● Problem requirements: Return the lines from the one containing "tail in this photo." through the last line, both included, and omit the pictures.
>>>
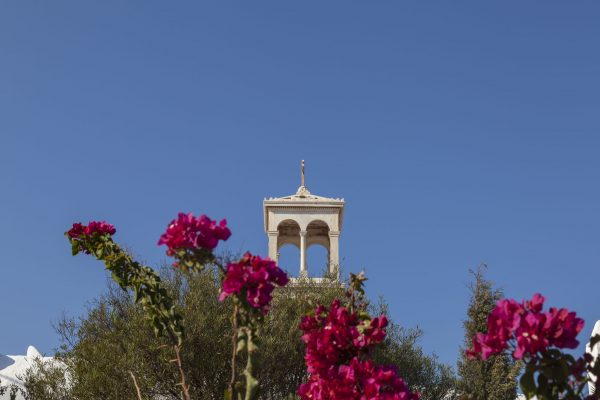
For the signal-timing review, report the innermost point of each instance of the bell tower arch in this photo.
(304, 219)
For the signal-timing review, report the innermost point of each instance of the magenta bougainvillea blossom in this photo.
(527, 328)
(336, 336)
(360, 380)
(336, 341)
(256, 277)
(190, 232)
(102, 227)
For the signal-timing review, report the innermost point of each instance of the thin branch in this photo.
(184, 386)
(137, 387)
(234, 338)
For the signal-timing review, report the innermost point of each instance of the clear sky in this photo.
(458, 133)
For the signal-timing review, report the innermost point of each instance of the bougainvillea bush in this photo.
(249, 284)
(538, 337)
(339, 337)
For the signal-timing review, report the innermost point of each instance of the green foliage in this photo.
(495, 378)
(142, 280)
(112, 341)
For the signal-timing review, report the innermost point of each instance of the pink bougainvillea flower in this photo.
(336, 335)
(102, 227)
(256, 277)
(360, 380)
(531, 330)
(190, 232)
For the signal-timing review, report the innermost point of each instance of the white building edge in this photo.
(13, 368)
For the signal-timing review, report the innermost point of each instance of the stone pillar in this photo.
(303, 269)
(273, 253)
(334, 252)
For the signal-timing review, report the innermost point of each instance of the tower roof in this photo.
(303, 199)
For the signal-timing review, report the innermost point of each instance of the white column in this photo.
(273, 253)
(334, 252)
(303, 269)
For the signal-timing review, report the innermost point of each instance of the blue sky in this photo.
(458, 133)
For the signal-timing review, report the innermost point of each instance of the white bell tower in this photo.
(304, 220)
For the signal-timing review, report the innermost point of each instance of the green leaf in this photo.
(594, 340)
(527, 382)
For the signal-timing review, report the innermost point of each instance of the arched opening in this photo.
(317, 252)
(317, 260)
(289, 259)
(288, 246)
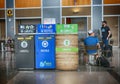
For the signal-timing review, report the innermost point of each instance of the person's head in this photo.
(104, 23)
(91, 33)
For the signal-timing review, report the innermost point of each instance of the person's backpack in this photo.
(108, 51)
(102, 61)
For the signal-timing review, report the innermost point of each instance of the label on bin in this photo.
(24, 44)
(67, 29)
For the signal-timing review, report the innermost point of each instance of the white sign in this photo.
(49, 21)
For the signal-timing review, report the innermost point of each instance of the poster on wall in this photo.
(49, 21)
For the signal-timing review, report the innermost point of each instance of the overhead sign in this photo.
(46, 28)
(67, 29)
(27, 28)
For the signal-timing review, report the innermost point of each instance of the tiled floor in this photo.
(84, 75)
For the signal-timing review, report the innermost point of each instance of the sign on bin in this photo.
(45, 51)
(46, 28)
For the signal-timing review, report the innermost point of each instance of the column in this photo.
(10, 22)
(96, 14)
(51, 9)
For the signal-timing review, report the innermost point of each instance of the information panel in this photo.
(27, 28)
(45, 51)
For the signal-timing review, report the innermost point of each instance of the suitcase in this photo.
(102, 61)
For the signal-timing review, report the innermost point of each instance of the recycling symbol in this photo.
(44, 44)
(66, 42)
(24, 44)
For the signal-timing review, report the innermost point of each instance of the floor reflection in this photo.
(84, 75)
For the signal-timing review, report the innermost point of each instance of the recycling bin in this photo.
(45, 47)
(24, 51)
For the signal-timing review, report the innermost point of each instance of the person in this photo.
(105, 30)
(92, 41)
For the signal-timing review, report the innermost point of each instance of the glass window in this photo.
(76, 11)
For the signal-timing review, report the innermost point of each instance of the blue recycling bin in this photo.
(45, 47)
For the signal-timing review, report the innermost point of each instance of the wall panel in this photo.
(111, 1)
(75, 2)
(27, 3)
(2, 3)
(28, 13)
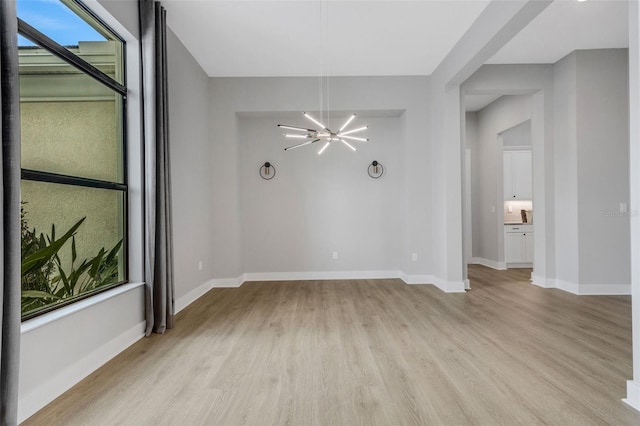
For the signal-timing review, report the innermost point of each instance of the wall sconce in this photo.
(375, 169)
(267, 171)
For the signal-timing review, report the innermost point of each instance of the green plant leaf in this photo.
(74, 254)
(41, 257)
(35, 294)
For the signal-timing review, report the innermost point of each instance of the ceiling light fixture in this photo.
(323, 134)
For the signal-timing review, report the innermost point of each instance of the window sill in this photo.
(53, 316)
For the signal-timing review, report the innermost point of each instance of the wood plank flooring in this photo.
(371, 352)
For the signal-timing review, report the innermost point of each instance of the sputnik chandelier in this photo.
(324, 134)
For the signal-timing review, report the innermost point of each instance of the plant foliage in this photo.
(44, 278)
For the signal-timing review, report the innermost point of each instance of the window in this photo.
(74, 180)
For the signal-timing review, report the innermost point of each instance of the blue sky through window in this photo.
(54, 19)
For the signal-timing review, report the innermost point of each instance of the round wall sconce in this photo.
(375, 169)
(267, 171)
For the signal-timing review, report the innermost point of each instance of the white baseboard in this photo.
(500, 266)
(584, 289)
(604, 289)
(199, 291)
(328, 275)
(416, 279)
(518, 265)
(449, 286)
(633, 394)
(542, 281)
(446, 286)
(65, 379)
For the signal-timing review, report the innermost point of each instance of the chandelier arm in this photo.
(325, 146)
(322, 126)
(354, 138)
(353, 131)
(349, 120)
(348, 144)
(301, 129)
(301, 144)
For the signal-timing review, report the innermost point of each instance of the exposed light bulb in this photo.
(349, 120)
(348, 144)
(300, 129)
(353, 131)
(290, 136)
(315, 121)
(354, 138)
(323, 148)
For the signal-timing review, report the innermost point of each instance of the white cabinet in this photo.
(517, 175)
(518, 245)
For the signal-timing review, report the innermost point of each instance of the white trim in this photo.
(416, 279)
(542, 281)
(227, 282)
(193, 295)
(633, 394)
(519, 265)
(449, 286)
(203, 288)
(605, 289)
(500, 266)
(71, 309)
(35, 99)
(594, 289)
(326, 275)
(65, 379)
(567, 286)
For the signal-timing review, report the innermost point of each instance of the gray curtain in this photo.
(159, 303)
(10, 245)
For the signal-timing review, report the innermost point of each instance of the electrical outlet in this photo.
(623, 208)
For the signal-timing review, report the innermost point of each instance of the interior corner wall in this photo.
(471, 143)
(488, 228)
(566, 169)
(602, 123)
(191, 170)
(591, 104)
(397, 211)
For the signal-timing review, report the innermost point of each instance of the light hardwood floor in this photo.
(369, 352)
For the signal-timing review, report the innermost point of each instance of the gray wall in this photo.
(565, 163)
(320, 204)
(603, 167)
(592, 170)
(328, 203)
(517, 136)
(192, 166)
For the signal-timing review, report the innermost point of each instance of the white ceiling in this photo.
(285, 38)
(565, 26)
(473, 103)
(359, 37)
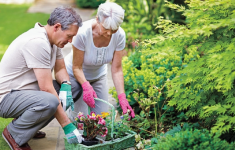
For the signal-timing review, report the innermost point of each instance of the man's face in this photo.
(62, 37)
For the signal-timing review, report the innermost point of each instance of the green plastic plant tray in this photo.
(115, 144)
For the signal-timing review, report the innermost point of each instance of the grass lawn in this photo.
(14, 21)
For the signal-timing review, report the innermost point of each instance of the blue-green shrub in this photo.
(192, 140)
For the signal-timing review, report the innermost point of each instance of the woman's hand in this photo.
(89, 94)
(125, 105)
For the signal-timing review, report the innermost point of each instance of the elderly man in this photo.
(27, 92)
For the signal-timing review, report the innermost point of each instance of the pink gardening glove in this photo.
(125, 105)
(89, 94)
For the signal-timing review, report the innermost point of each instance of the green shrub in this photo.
(89, 3)
(192, 140)
(205, 87)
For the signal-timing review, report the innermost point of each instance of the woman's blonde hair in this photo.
(111, 15)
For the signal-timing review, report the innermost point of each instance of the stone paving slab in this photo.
(47, 143)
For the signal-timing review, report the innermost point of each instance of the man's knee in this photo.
(53, 102)
(50, 101)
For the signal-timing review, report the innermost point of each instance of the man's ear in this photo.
(57, 27)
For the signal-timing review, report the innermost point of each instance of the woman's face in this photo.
(106, 32)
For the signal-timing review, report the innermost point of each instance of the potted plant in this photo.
(92, 125)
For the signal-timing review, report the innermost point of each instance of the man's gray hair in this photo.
(111, 15)
(66, 16)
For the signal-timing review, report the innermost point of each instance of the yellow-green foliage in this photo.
(205, 87)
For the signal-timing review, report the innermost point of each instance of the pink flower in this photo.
(101, 121)
(91, 117)
(80, 126)
(105, 131)
(93, 113)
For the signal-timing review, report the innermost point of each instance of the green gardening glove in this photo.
(72, 134)
(65, 96)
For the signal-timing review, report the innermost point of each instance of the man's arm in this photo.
(44, 78)
(60, 71)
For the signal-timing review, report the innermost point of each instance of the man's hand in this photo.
(65, 96)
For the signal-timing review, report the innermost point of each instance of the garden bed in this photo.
(116, 144)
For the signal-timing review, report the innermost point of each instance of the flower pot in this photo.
(91, 142)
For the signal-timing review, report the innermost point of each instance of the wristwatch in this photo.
(66, 82)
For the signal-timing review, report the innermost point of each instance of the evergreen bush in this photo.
(192, 140)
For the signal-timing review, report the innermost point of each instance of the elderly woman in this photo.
(98, 42)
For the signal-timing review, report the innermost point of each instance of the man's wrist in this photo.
(66, 82)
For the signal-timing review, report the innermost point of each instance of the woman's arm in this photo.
(78, 57)
(117, 73)
(118, 80)
(88, 91)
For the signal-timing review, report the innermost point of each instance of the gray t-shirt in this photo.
(31, 49)
(95, 58)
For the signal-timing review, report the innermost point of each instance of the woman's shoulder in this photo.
(121, 32)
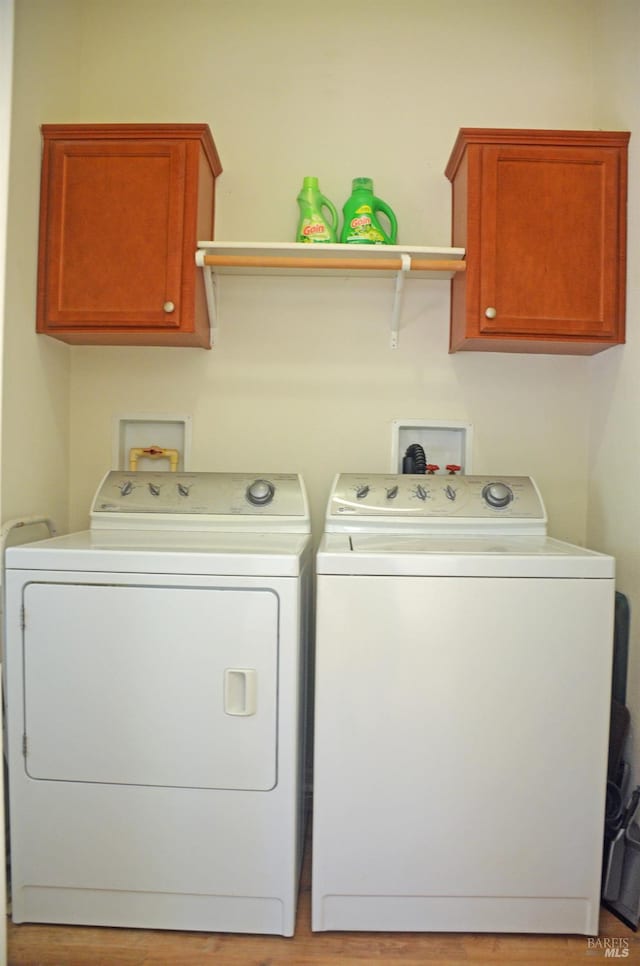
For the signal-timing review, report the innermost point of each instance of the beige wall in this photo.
(35, 407)
(302, 377)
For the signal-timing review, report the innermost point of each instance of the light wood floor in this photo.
(40, 945)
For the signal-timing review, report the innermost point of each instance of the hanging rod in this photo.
(333, 264)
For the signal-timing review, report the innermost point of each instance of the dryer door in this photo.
(172, 686)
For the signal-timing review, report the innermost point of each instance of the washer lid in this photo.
(494, 555)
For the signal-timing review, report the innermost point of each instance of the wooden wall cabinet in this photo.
(542, 216)
(121, 209)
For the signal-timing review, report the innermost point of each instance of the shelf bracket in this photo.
(210, 294)
(397, 298)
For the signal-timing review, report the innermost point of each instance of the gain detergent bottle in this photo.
(313, 225)
(361, 224)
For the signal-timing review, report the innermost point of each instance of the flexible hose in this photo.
(414, 460)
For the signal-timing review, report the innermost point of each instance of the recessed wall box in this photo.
(148, 430)
(445, 442)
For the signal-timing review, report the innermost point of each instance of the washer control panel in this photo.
(129, 499)
(385, 501)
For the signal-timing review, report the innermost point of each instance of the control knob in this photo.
(497, 495)
(260, 492)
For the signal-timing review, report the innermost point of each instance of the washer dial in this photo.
(497, 495)
(260, 492)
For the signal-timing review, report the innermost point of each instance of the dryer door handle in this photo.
(240, 691)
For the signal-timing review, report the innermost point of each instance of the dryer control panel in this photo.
(361, 502)
(146, 500)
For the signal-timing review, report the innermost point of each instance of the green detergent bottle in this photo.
(361, 224)
(318, 222)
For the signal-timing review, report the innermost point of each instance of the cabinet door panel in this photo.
(115, 234)
(549, 234)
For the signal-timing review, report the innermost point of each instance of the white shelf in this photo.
(398, 262)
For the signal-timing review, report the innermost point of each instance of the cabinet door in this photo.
(550, 222)
(114, 231)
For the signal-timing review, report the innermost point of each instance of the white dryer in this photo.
(463, 682)
(155, 685)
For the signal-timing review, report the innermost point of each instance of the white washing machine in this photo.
(155, 685)
(463, 682)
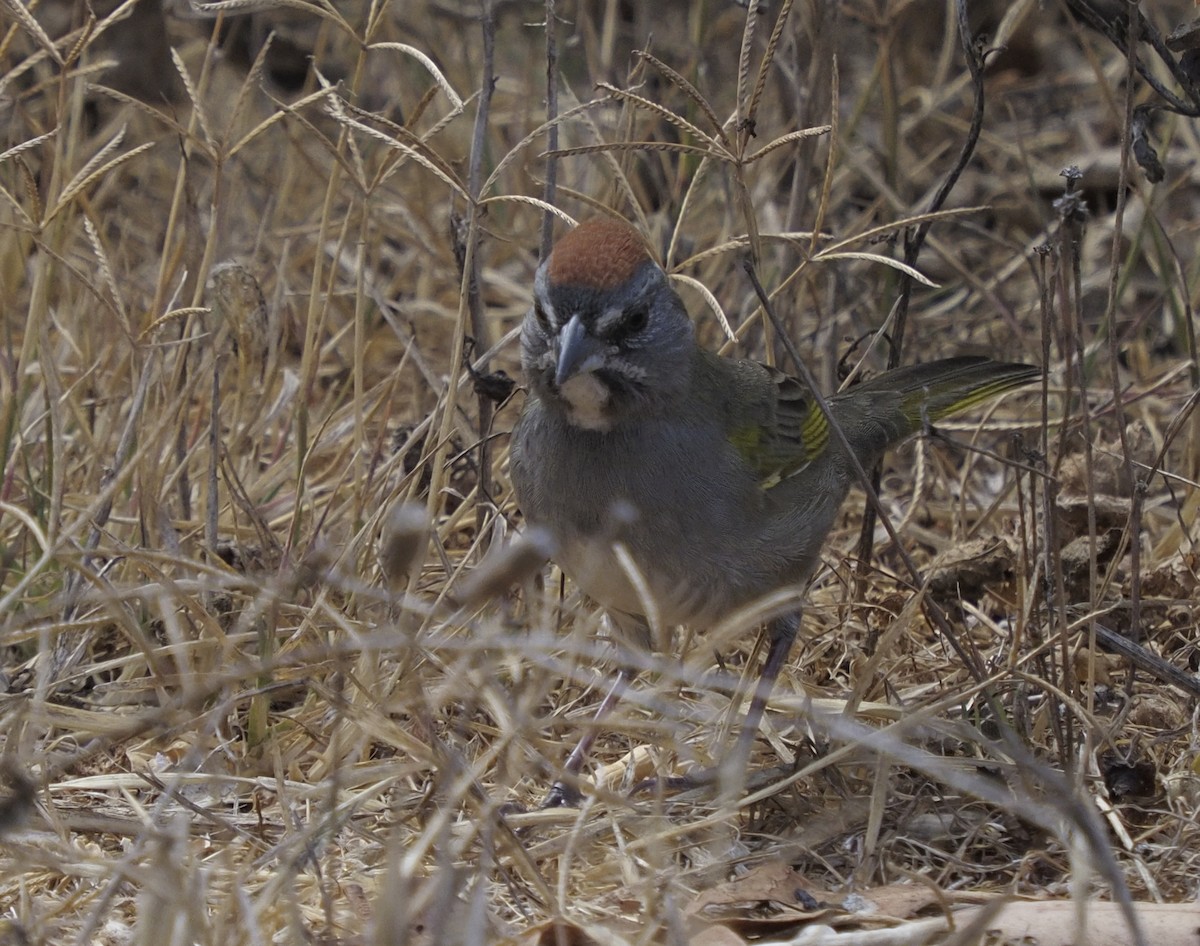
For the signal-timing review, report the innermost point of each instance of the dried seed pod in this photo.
(402, 543)
(240, 309)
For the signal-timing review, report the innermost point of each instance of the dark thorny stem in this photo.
(912, 246)
(474, 294)
(550, 190)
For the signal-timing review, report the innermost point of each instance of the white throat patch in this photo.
(587, 399)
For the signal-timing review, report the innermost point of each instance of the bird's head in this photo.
(607, 339)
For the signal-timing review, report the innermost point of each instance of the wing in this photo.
(771, 420)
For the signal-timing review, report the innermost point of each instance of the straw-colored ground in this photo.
(234, 334)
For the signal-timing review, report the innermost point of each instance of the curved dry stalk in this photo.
(430, 66)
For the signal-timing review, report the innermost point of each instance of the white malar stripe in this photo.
(587, 399)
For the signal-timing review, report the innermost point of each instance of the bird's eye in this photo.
(636, 319)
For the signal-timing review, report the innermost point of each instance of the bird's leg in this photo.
(564, 792)
(781, 632)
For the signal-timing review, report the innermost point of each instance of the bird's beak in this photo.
(577, 351)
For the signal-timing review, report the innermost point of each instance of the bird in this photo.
(718, 477)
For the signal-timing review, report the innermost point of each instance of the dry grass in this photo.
(234, 330)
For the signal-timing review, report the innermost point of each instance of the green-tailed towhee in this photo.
(720, 477)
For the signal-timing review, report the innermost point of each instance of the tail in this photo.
(886, 409)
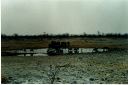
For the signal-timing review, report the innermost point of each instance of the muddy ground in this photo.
(89, 68)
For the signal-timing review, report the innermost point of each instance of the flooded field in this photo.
(89, 68)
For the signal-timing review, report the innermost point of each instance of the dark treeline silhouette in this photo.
(60, 36)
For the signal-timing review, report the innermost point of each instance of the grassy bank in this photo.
(88, 68)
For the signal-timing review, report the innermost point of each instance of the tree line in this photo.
(60, 36)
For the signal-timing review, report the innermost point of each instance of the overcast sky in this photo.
(64, 16)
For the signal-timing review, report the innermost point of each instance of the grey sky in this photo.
(64, 16)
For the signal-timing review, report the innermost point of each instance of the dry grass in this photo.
(98, 68)
(75, 42)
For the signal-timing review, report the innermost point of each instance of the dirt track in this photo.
(74, 42)
(88, 68)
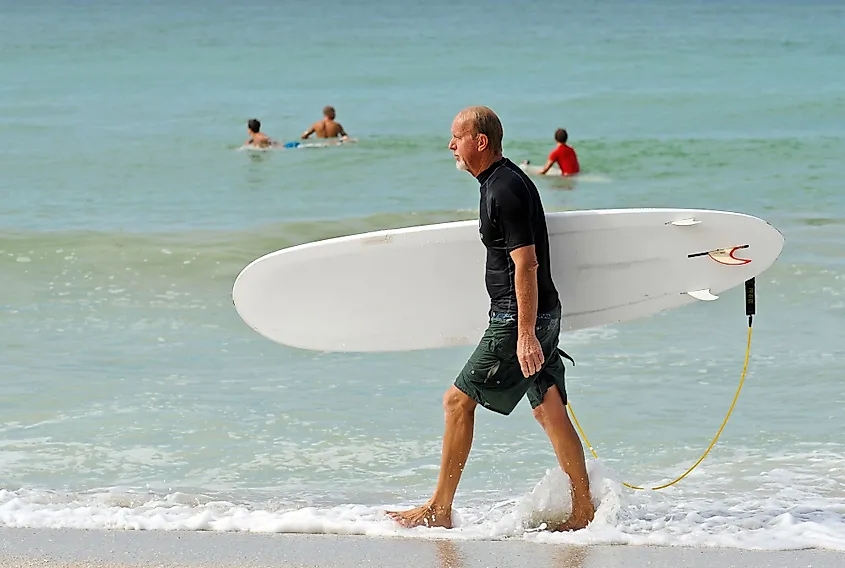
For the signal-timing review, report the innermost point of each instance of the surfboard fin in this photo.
(703, 295)
(685, 222)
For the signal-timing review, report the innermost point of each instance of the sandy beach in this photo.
(69, 548)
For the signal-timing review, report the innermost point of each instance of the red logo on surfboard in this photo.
(726, 256)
<<<
● The result:
For the signal-timing review, report the innermost point of each instance of the tail in this photo.
(886, 409)
For the signal-timing review, report the innermost point of each instance of the muddy ground in this photo.
(89, 68)
For the signal-timing review, report the innermost point of each instance of the flooded field in this photo.
(89, 68)
For the signal-timing review, report the innermost point of each instance of the dark treeline silhouette in this photo.
(60, 36)
For the signal-timing review, report the innermost point of each instance of the grassy bank in this photo.
(88, 68)
For the signal-timing review, report the innermost point of each instance of the tree line in this photo.
(60, 36)
For the signal-timing review, report the innermost point of each instance of the overcast sky in this photo.
(64, 16)
For the signal-timing review, report the innermost point of each instance of the grey sky in this photo.
(64, 16)
For the signal-timing review, report the innermost point of each instance of the dry grass in this photo.
(98, 68)
(75, 42)
For the signal-timing review, report the innermost point of each instance of the dirt track in this photo.
(74, 42)
(88, 68)
For the signal-timing review, report the innermost point of each instance of the surfboard fin in this photo.
(703, 295)
(685, 222)
For the signal-timing review, report the innermost point of each instance of the sandy beach in this photo.
(69, 548)
For the signal-timing review, report the innermost point of each instance of the red logo on surfboard in this photo.
(726, 256)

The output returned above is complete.